Provided records

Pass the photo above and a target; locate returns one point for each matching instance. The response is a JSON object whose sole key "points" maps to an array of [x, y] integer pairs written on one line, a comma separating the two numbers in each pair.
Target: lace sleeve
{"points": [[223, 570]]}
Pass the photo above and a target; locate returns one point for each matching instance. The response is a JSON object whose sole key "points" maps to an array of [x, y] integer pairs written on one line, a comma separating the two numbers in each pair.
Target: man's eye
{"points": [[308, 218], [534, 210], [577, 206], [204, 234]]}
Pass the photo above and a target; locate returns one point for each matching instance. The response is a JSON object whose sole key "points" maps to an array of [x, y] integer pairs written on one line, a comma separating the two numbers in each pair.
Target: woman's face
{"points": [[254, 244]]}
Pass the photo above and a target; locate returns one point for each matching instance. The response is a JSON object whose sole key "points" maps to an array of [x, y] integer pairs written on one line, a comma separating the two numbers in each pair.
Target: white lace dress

Given request
Locate each line of the material above that contains the string "lace", treating uppercase and lowercase as distinct, and copy those lines.

Reply
Target: lace sleeve
Target: white lace dress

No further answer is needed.